[AIM OF THE EXERCISE]: Copy out the listing beneath, missing nothing.

[SOURCE DATA]:
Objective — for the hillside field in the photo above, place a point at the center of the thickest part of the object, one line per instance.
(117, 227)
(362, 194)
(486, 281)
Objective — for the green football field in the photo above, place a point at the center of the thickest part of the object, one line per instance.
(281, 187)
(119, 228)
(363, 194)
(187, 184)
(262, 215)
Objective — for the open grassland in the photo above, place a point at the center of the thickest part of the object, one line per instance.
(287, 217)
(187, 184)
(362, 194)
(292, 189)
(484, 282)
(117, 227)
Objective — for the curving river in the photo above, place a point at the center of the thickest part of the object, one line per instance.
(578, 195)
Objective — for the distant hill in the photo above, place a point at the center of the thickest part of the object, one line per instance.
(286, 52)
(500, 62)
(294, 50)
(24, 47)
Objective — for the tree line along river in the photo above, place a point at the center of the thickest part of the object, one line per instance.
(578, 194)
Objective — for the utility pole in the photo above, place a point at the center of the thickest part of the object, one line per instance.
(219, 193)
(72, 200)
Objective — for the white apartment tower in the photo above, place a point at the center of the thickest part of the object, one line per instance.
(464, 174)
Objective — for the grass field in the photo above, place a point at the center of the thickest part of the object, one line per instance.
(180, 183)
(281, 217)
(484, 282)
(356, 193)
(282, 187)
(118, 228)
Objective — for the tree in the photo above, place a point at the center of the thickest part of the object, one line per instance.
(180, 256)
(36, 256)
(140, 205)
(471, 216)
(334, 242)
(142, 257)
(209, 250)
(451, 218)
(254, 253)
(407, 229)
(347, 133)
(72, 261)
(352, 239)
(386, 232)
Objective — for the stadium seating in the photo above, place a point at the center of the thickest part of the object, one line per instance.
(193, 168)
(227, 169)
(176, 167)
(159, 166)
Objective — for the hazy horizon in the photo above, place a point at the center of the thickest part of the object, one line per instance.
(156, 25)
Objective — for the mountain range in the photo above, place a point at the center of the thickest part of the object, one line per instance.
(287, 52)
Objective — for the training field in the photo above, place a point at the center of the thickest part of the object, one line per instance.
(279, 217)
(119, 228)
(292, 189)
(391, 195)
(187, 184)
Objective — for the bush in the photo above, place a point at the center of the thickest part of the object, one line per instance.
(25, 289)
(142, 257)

[RESPONSE TO THE TASK]:
Objective — for the hillside field in the photo above, place a point at the center of the thickest part of the object, one line per instance.
(117, 227)
(362, 194)
(486, 281)
Objective — for the green football field in the photo above, place a point at the center of the thickest part of the object, one line per instance.
(281, 187)
(119, 228)
(363, 194)
(187, 184)
(262, 215)
Objective — for the open grassland in the photo above, place a point at the center of the thickest part of the object, one line per instance.
(287, 217)
(187, 184)
(362, 194)
(292, 189)
(484, 282)
(117, 227)
Objective — for the curving river in the photo above, place a point at the center of the thickest part of the object, one line per instance.
(578, 195)
Objective — for the distant hill in the photo above, place a point at the center of the thickest part of the object, one line per instance.
(286, 52)
(500, 62)
(294, 50)
(24, 47)
Objective — for the tree line along river in the photo above, place a point at the center of the thickest part of the object, one line per instance.
(578, 194)
Objective — for the utility pole in the photo above, place a point at the center of the thickest part of the object, one line per instance.
(219, 193)
(72, 200)
Objective — for the white apartment tower in the photo above, place a point at the center of the thickest part of the object, one line per instance.
(464, 174)
Objective — for the grass field in the photo above, place a point at the center of the thickest part of the object, one line per instance.
(180, 183)
(281, 217)
(484, 282)
(356, 193)
(282, 187)
(118, 228)
Objective — for the tree in the photo above, place a point at the center of the thickest part of the object, one line per instance.
(180, 256)
(36, 256)
(140, 205)
(471, 216)
(334, 242)
(142, 257)
(209, 250)
(451, 218)
(254, 253)
(407, 229)
(347, 133)
(72, 261)
(352, 239)
(386, 232)
Objective — for the stadium seating in the photo above, place a point at the center of the thickest part of the object, one line per instance.
(193, 168)
(227, 169)
(176, 167)
(159, 166)
Objective — for the hazy horizon in the photo above, place a point at the center of the thickest part of the object, one line per instance.
(156, 25)
Objective — for the mountain range in the photo above, place a point at the center of the thickest part of the object, one line per instance.
(287, 52)
Objective — for the training field in the photo above, place a point at the center of the thickest part of the object, one line per instance.
(279, 217)
(119, 228)
(292, 189)
(391, 195)
(187, 184)
Objective — for the bush in the photo above, place a point at the center of the thickest part of the object, one line per instance.
(25, 289)
(142, 257)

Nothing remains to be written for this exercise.